◆ **Your instructions**:
Send back the records in full, character for character.

Labeled-object pointing entries
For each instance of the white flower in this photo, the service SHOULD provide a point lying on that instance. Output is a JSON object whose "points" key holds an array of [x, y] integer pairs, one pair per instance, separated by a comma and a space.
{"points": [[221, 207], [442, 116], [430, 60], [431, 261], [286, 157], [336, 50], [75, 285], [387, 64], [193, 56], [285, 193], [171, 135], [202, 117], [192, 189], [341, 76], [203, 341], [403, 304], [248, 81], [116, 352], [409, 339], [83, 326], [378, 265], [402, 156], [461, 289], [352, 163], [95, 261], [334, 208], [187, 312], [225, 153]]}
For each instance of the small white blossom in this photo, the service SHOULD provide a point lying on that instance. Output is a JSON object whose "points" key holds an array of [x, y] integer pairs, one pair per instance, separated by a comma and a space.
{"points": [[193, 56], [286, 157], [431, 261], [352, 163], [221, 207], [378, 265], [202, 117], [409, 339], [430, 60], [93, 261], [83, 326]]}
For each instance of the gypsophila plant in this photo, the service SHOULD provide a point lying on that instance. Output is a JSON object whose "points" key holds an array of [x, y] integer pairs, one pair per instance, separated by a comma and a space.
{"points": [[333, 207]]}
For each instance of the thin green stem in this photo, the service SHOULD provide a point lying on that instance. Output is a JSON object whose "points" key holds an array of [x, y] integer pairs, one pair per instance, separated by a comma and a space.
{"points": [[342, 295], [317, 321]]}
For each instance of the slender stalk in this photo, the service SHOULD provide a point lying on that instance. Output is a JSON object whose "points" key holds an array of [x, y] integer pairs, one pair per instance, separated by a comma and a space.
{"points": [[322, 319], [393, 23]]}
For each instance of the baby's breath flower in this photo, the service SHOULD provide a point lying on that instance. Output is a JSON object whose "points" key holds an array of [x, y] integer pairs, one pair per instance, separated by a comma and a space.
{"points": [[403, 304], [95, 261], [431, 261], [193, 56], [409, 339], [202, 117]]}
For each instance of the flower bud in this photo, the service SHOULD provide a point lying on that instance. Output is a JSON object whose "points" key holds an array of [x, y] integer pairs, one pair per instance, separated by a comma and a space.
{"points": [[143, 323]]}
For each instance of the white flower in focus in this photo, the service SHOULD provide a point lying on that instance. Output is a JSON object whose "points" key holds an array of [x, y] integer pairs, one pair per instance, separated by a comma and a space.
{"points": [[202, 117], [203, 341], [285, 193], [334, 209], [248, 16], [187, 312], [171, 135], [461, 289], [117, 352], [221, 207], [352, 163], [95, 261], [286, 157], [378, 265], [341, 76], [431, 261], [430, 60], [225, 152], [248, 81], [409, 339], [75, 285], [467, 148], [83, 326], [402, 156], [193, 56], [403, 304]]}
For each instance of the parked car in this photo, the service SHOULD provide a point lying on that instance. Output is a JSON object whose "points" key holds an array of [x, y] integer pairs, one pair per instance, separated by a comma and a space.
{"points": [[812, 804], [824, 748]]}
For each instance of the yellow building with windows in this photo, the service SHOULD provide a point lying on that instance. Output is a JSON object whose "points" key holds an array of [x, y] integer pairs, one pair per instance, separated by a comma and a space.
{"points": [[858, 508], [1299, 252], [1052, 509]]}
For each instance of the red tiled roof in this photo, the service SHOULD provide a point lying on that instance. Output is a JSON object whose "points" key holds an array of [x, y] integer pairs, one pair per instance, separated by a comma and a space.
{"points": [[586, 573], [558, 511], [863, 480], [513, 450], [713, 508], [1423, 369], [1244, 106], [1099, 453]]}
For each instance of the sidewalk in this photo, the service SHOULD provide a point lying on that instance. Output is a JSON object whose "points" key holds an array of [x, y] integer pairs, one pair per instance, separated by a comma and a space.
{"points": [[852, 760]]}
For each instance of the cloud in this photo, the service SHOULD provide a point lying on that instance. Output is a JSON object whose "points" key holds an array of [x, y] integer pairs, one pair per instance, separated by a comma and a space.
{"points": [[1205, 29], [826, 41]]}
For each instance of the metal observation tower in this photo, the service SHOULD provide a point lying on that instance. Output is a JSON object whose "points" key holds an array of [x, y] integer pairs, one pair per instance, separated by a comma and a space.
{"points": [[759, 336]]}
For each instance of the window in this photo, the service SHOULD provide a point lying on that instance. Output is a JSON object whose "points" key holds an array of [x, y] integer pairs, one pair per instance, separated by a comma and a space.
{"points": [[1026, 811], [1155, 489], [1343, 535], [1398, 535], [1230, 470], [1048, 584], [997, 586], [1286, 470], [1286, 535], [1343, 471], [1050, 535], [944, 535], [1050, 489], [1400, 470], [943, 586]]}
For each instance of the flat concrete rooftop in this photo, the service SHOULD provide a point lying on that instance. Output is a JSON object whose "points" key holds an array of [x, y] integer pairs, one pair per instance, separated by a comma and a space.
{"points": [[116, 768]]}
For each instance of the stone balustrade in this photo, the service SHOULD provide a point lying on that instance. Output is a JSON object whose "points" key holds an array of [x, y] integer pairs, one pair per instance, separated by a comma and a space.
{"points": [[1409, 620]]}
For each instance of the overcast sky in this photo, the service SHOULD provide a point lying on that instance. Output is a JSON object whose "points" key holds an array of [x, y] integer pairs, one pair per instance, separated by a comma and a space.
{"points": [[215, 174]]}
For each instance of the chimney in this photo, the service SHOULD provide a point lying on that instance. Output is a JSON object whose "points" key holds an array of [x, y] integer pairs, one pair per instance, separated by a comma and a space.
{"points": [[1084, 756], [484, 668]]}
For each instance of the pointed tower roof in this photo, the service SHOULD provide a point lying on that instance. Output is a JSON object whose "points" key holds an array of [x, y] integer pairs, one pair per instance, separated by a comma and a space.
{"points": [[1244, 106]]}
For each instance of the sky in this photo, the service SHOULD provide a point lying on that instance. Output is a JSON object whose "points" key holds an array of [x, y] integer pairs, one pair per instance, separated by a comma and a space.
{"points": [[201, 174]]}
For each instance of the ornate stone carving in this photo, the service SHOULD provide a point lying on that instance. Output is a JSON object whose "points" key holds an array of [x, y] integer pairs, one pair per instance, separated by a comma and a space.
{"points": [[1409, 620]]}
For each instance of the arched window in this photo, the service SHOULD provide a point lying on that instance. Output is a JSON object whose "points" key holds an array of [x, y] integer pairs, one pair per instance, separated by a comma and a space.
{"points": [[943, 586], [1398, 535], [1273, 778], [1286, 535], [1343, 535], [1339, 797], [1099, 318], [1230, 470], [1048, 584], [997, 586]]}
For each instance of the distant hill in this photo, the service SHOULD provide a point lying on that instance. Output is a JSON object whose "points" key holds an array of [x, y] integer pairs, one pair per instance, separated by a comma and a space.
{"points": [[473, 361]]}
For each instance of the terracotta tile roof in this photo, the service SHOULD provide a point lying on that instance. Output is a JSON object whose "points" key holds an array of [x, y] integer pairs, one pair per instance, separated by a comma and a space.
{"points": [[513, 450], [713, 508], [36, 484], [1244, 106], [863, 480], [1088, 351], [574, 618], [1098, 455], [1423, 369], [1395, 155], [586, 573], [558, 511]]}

◆ **Full response**:
For each instance of the white flower in this photo, the service SHOULD provide a point lying on that instance. Output is a JSON object whose "points" key holds an array of [x, y] integer pairs, one pair per instance, separated by a comma and a space.
{"points": [[221, 207], [442, 116], [430, 60], [431, 261], [286, 157], [336, 50], [75, 285], [387, 64], [193, 56], [285, 193], [171, 135], [202, 117], [192, 189], [341, 76], [203, 341], [403, 304], [248, 81], [116, 352], [409, 339], [83, 326], [378, 265], [402, 156], [461, 289], [352, 163], [95, 261], [334, 208], [187, 312], [225, 153]]}
For each instance of the small white blossom in this photo, the service SHOULD provide a point lying on that instance. Output is a JSON object whose "points" key holds an array of [x, y] integer pairs, one pair per instance, separated by a comma and a space.
{"points": [[193, 56], [286, 157], [431, 261], [352, 163], [221, 207], [378, 265], [202, 117], [409, 339], [430, 60], [93, 261], [83, 326]]}
For each instance of the gypsophila plant in this photo, the service SHOULD provide a point lying on that instance. Output is a JSON object whose "points" key holds an array of [x, y] integer pairs, one pair per instance, separated by a comma and a space.
{"points": [[333, 207]]}
For each instance of the thin green stem in this photo, the service SHOULD provide a point lying on that instance. Output is a JSON object whose "points" key holds an array of [x, y] integer pairs, one pair per instance, separated by a comma and a space.
{"points": [[342, 295], [317, 321]]}
For each instance of the slender stalk in this photo, the service SHOULD provide a point lying on that instance. Output is a JSON object whose "points" key holds an array of [x, y] integer pairs, one pair per instance, separated by a comma and a space.
{"points": [[322, 319], [393, 23]]}
For each instance of the baby's breath flower in this photo, the service SHOULD provide a point lying on that instance. Output is a JSON object whose "points" key holds an array of [x, y] integer pairs, one pair per instance, separated by a comma and a space.
{"points": [[403, 304], [95, 261], [431, 261], [193, 56], [409, 339], [202, 117]]}
For each instance of the flower bud in this photo, the service SHOULD provide a point lying on that instance. Output is a JSON object whose "points" key holds an array of [x, y] integer pairs, one pair per instance, separated by a comma and a space.
{"points": [[143, 323]]}
For each instance of the white flower in focus in this photo, the service SHOULD provide a point lying on that instance. Output is a JSON object whose "points" key holds an array of [x, y] integer pairs, one pair per instance, separated by a comma and a space.
{"points": [[202, 117], [203, 341], [285, 193], [334, 209], [248, 16], [187, 312], [171, 135], [461, 289], [117, 352], [221, 207], [352, 163], [95, 261], [286, 157], [378, 265], [341, 76], [431, 261], [430, 60], [225, 152], [248, 81], [409, 339], [75, 285], [467, 148], [83, 326], [402, 156], [193, 56], [403, 304]]}
For each instance of the parked car in this photo, the service SHOULD provide a point lying on that instance. Output is a JSON object whose "points" key holds an array of [x, y] integer pairs, one pair per instance, separated by a comma and a space.
{"points": [[812, 804], [824, 748]]}
For each instance of the yellow building with windows in this photo, the service SHOULD provide a point lying on that instance. Output is a JSON object whose "points" key holds an array of [x, y] integer pairs, one pair per instance, separated by a comma and a space.
{"points": [[858, 508], [1299, 252], [1052, 509]]}
For each instance of the red tiled roof in this photo, the service SHOULD provide a point lying on that instance. Output is a JSON object whose "points" key holds an array of [x, y] integer pairs, one pair per instance, separated by a comma and a space.
{"points": [[586, 573], [558, 511], [863, 480], [513, 450], [713, 508], [1423, 369], [1244, 106], [1099, 453]]}
For each instance of the sidewalk in this photo, the service SHOULD provide a point lying on that instance. Output is a JSON object whose "points" key holds an array of [x, y] integer pairs, one pair per instance, separated by a comma and a space.
{"points": [[852, 760]]}
For each instance of the cloud in this photo, the service SHOULD provide a point lying on that instance. Output is a JSON object whose "points" key holds an array of [x, y] integer pairs, one pair per instance, separated by a comma and a space.
{"points": [[1205, 29], [826, 41]]}
For each instance of the metal observation tower in this photo, the service SHOULD provide a point lying on that instance. Output is a JSON object whose "points" key holds an array of [x, y] integer pairs, one pair per instance, separated by a comma and a space.
{"points": [[759, 336]]}
For each instance of the window in this photo, the service SHOULD provide a point lying on that instance. Output is a JSON object whose "points" key holds an array of [x, y] integer pairs, one pair per instance, separated by a comma and a space.
{"points": [[1026, 811], [1155, 489], [1343, 535], [1398, 535], [1230, 470], [1048, 584], [997, 586], [1286, 470], [1286, 535], [1343, 471], [1050, 535], [944, 535], [1050, 489], [1400, 470], [943, 586]]}
For each instance of the flat concrete rooftop in this photo, the service SHOULD provide a point lying on that instance. Output is a JSON object whose "points" key holds an array of [x, y] integer pairs, one pair per instance, separated by a comma and a space.
{"points": [[116, 768]]}
For each instance of the stone balustrade in this photo, the service SHOULD provide a point lying on that instance. Output is a JSON object whose "points" key holds an array of [x, y] integer pairs, one pair per instance, separated by a comma and a space.
{"points": [[1409, 620]]}
For each instance of the overcast sky in this photo, the service SHOULD provide a point lying on that instance. Output is a JSON object whose "points" key holds an array of [x, y] integer pairs, one pair per instance, separated by a comma and a space.
{"points": [[215, 174]]}
For each instance of the chimney in this photo, the service SHOULD provide a point lying on that instance. Output is a JSON object whose "points" key holds an array of [x, y] integer pairs, one pair per instance, separated by a comma and a space.
{"points": [[1084, 756], [484, 668]]}
For each instance of the pointed tower roof in this photo, the service SHOULD provide a point lying on that instance. Output is a JSON object whose "points" key holds an array of [x, y] integer pairs, one pair per instance, separated by a comma and a space.
{"points": [[1244, 106]]}
For each instance of the sky in this photo, the service SHOULD provide a point lying on that instance. Output is a JSON object whose "points" key holds an array of [x, y] integer pairs, one pair per instance, separated by a comma and a space.
{"points": [[201, 174]]}
For each instance of the ornate stone carving in this photo, the service SHOULD provide a point lying on that instance. Output is a JSON object whose "points" key holds an array of [x, y] integer pairs, one pair per instance, separated by a comma and a space.
{"points": [[1409, 620]]}
For each instance of the arched window in this photo, the service SHOULD provide a point lying on that instance. Output is a JSON object whose "points" key holds an array of [x, y] integer pairs, one pair per instance, separated by a comma and a space.
{"points": [[943, 586], [1398, 535], [1273, 778], [1286, 535], [1343, 535], [1339, 797], [1099, 318], [1230, 470], [1048, 584], [997, 586]]}
For each instance of the distant hill in this photo, the service SHOULD provide a point lying on that instance. Output is a JSON object whose "points" key holds an array of [x, y] integer pairs, one pair per instance, separated by a comma and a space.
{"points": [[473, 361]]}
For each instance of the terracotta tile roof in this photo, the service SHOULD provide a point lying on that instance. Output is a JSON object whose "points" key holds an array of [x, y] integer pairs, one pair per instance, separated by a comma and a space.
{"points": [[513, 450], [713, 508], [36, 484], [1244, 106], [863, 480], [1088, 351], [574, 618], [1098, 455], [1423, 369], [1395, 155], [586, 573], [558, 511]]}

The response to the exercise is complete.